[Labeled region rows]
## start

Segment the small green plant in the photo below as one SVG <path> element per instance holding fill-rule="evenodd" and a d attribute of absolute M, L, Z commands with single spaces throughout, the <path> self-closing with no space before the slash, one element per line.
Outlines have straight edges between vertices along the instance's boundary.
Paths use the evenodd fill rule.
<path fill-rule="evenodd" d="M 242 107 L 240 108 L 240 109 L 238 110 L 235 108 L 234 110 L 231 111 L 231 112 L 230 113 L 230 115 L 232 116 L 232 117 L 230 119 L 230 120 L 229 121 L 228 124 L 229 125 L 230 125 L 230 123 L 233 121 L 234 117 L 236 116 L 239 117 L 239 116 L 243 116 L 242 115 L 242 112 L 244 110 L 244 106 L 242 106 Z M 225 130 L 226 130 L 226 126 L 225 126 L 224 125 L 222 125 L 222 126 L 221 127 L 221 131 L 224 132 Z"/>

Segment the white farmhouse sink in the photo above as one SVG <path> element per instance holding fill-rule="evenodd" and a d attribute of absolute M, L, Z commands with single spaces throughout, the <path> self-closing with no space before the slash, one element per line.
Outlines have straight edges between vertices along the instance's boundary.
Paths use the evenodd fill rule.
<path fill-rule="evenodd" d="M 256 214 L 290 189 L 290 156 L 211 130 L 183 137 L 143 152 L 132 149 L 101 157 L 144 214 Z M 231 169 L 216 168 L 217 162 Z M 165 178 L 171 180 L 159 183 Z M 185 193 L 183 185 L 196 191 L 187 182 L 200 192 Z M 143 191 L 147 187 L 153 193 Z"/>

## end

Exercise prompt: Please print everything from the line containing "Segment the white" down to the end of the rows above, both ends included, reproducing those lines without any change.

Problem solution:
Segment the white farmhouse sink in the photo above as one SVG <path> element per instance holding fill-rule="evenodd" and a d attribute of absolute M, L, Z commands with single spaces throughout, the <path> self-closing with no space before the slash, one element per line.
Outlines have straight edges between vertices along the instance's boundary.
Paths use the evenodd fill rule.
<path fill-rule="evenodd" d="M 256 214 L 290 189 L 290 156 L 211 130 L 183 137 L 143 152 L 132 149 L 101 157 L 144 214 Z M 231 169 L 216 168 L 217 162 Z M 165 178 L 171 180 L 159 183 Z M 185 193 L 183 185 L 196 191 L 187 182 L 200 192 Z M 143 191 L 147 187 L 153 193 Z"/>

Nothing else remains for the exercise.